• **TASK DETAILS**: Using the entries that follow, count the lines containing the word "below" and give that number by itself.

BEGIN MATERIAL SUPPLIED

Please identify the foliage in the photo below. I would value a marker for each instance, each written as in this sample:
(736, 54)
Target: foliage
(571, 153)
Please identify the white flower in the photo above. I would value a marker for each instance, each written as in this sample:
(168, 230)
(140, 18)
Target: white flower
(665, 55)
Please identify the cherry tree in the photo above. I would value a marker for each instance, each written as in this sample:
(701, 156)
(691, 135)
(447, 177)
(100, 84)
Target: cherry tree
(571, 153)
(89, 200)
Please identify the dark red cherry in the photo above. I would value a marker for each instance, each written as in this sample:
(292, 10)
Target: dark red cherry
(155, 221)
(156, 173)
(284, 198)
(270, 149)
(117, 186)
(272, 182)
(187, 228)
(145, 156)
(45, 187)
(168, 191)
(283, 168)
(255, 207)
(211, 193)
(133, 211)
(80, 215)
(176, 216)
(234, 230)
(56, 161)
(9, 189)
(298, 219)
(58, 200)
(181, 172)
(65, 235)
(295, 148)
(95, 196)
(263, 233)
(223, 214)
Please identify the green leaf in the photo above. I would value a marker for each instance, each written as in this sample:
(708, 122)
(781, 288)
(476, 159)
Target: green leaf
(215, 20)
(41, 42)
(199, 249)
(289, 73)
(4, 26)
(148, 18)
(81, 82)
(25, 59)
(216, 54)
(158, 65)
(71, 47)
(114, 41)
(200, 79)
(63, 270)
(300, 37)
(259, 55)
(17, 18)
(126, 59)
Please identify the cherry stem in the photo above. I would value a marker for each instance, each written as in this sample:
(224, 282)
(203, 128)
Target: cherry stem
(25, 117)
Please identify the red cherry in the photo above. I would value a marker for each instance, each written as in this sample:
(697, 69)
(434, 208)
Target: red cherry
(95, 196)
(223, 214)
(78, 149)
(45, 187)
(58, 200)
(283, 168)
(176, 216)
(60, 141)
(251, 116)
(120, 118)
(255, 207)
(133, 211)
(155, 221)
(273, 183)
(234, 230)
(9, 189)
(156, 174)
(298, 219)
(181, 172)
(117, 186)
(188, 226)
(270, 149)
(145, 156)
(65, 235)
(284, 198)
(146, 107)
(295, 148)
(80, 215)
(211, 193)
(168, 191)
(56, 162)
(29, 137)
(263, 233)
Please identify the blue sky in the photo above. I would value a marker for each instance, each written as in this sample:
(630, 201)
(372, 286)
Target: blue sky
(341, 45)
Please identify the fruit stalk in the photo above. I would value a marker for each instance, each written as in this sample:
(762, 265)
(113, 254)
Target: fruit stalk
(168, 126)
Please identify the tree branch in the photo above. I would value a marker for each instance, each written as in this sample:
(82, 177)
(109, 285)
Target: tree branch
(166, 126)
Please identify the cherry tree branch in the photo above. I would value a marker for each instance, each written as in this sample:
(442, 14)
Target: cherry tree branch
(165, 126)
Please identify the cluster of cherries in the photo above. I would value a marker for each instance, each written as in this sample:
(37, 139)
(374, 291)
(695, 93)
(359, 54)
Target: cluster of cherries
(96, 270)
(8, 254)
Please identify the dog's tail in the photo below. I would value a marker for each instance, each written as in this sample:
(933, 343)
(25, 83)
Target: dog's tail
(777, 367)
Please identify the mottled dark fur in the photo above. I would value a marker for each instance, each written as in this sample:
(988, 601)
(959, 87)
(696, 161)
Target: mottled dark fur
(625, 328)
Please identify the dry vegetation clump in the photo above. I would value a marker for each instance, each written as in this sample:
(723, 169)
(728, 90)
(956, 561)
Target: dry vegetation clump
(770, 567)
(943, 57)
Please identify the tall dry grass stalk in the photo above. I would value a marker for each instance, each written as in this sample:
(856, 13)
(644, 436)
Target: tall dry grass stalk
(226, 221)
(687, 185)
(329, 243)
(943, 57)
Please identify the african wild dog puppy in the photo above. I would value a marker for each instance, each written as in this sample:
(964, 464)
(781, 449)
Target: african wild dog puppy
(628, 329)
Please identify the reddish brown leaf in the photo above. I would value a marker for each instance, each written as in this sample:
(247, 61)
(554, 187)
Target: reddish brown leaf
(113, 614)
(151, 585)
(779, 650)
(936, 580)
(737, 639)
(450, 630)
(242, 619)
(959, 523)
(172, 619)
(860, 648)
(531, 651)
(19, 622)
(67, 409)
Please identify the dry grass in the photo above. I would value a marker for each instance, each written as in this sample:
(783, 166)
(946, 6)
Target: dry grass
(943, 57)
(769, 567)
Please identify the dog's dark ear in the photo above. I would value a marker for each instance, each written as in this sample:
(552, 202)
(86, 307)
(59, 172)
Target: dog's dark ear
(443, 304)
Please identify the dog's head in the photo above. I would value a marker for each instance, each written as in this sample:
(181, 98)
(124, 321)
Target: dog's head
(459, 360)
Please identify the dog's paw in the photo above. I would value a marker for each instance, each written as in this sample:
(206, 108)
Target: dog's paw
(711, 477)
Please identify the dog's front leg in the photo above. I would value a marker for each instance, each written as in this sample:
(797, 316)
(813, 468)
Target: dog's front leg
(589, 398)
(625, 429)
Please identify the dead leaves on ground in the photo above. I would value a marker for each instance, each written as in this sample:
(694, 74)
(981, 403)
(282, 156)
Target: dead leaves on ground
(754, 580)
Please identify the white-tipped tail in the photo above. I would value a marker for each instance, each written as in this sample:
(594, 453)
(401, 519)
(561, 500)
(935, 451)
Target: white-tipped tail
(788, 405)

END MATERIAL SUPPLIED

• **RESULT**: 2